[Stored items from a collection]
________________________________________
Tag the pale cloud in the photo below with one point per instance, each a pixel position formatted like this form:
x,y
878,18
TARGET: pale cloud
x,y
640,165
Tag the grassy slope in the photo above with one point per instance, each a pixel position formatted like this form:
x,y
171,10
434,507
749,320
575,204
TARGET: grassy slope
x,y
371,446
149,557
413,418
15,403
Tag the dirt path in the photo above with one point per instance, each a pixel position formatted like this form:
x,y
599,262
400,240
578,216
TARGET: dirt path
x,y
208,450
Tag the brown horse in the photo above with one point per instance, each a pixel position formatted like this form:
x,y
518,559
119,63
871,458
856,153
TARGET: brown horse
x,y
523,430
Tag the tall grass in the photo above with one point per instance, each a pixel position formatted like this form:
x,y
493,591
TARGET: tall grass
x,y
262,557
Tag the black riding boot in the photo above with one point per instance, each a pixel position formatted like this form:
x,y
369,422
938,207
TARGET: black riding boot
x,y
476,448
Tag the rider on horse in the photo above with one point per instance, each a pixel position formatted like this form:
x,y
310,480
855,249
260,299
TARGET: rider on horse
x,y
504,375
________________________________________
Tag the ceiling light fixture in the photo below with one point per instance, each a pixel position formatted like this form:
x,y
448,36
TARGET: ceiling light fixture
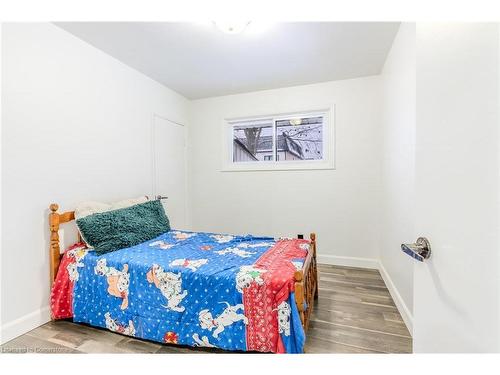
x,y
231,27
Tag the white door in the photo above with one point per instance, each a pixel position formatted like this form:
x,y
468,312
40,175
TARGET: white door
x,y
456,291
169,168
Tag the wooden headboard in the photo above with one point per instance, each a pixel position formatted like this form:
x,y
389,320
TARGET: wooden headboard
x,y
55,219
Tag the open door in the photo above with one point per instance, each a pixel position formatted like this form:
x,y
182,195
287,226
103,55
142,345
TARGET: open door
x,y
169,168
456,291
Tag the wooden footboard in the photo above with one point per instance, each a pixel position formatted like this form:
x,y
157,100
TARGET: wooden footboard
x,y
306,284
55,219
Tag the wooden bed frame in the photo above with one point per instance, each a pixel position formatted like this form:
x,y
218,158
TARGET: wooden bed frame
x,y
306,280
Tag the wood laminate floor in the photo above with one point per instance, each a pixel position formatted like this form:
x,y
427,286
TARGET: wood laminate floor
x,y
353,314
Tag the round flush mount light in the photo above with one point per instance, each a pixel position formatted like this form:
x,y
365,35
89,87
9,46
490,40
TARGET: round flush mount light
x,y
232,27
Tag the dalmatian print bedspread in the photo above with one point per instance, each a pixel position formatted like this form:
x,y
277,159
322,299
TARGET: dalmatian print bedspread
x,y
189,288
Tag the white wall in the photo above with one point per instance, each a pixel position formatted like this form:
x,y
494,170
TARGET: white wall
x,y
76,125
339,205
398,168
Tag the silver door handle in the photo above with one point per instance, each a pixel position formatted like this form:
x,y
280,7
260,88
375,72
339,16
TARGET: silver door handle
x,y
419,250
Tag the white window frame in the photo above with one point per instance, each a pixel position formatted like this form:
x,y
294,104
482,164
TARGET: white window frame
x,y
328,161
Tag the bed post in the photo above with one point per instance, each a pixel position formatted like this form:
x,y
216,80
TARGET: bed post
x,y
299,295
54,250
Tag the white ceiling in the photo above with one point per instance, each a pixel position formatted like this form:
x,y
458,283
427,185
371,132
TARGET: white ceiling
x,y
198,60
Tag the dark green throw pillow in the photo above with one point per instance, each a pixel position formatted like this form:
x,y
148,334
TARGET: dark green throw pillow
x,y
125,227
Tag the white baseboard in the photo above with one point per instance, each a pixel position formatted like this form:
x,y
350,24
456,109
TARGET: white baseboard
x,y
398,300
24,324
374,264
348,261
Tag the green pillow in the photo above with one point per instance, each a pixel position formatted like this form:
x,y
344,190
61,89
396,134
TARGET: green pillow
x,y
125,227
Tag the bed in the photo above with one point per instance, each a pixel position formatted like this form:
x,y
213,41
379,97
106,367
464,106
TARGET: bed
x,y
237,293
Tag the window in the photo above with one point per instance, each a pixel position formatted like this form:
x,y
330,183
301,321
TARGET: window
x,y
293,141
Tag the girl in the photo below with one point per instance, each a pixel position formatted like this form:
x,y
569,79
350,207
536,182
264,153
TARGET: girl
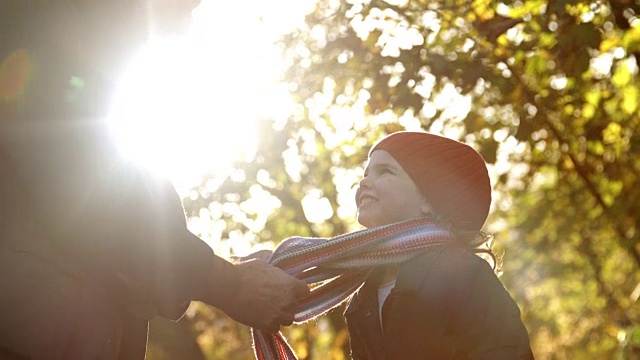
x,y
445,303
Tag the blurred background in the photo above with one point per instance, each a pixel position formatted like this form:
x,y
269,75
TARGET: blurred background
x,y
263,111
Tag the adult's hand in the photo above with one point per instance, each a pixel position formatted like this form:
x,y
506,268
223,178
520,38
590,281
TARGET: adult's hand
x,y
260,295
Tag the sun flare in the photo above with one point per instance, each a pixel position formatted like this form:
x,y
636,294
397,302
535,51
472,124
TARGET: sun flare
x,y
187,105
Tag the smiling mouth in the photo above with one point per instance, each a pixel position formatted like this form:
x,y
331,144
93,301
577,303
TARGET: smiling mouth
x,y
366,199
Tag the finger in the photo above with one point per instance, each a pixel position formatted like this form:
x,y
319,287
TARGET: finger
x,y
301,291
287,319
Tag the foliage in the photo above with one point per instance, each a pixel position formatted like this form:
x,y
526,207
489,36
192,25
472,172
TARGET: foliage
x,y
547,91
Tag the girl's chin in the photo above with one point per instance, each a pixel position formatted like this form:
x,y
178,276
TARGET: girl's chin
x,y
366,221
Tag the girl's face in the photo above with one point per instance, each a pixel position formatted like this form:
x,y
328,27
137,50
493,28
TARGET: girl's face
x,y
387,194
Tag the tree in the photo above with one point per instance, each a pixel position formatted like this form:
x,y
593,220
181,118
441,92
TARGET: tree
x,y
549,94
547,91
________________________________________
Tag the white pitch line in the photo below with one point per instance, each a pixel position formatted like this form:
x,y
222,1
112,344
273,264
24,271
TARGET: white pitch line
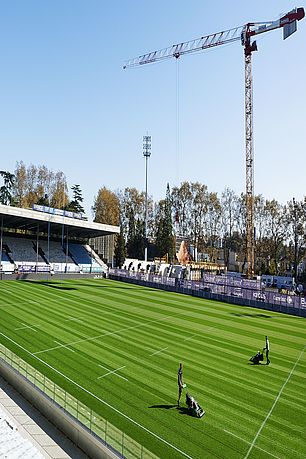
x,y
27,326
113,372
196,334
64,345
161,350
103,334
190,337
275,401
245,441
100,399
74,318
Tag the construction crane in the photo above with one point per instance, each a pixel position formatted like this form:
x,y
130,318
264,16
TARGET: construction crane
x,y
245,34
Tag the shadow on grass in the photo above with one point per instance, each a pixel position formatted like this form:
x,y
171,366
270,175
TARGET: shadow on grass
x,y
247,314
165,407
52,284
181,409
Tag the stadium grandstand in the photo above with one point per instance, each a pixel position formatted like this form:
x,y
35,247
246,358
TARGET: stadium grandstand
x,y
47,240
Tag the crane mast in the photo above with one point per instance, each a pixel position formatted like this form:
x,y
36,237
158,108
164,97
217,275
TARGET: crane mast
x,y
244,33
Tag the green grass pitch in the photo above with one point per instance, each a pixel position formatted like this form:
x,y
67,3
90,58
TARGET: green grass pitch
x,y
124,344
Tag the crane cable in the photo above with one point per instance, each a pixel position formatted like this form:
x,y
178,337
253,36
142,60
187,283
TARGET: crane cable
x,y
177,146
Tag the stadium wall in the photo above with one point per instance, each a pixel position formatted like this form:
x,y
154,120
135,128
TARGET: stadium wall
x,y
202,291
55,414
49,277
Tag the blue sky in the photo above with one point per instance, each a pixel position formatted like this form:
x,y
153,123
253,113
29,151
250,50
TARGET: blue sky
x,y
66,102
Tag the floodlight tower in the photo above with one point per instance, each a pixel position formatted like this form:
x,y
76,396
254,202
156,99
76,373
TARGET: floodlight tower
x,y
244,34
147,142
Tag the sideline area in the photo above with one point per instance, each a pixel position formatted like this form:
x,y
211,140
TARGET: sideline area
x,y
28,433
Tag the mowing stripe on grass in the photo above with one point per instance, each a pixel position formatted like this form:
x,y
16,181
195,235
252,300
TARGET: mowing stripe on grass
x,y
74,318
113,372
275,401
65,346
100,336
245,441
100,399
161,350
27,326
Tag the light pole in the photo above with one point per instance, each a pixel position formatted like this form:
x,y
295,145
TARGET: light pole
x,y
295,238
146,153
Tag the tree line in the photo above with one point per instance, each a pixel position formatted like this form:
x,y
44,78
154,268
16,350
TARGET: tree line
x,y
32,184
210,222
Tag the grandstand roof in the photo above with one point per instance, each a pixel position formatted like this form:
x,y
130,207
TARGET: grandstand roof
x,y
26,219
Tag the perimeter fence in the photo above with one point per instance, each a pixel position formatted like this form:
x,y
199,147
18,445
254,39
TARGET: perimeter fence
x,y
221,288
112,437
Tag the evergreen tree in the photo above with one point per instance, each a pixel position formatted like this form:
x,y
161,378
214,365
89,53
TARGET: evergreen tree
________________________________________
▸ **WHAT IS REQUIRED**: Repeat the rows from the line that contains "Tag the light" through the line that contains "TARGET: evergreen tree", including both of those lines.

▸ **FINISHED EXERCISE**:
Tag the light pole in the photo above with one point per instance, each a pixel position formatted like this form:
x,y
295,145
TARGET: light pole
x,y
295,238
146,153
Tag the tree line in the photo above with one point per instance, each a pixel position formatted like this form:
x,y
44,78
154,268
16,350
TARGET: tree line
x,y
32,184
210,222
Tag the grandstand roof in the photo above with one point per instance, each a pixel position formatted like this form:
x,y
130,207
TARGET: grandstand roof
x,y
26,219
Tag the perimeter fence in the photo above with one point per instance, each a pixel position formatted like this form:
x,y
199,147
18,445
254,39
TARGET: perimeter fence
x,y
221,288
112,437
Tag the evergreen tree in the photo above with one point per instance, each a pixel position formatted like this form:
x,y
161,378
214,365
89,53
TARGET: evergreen tree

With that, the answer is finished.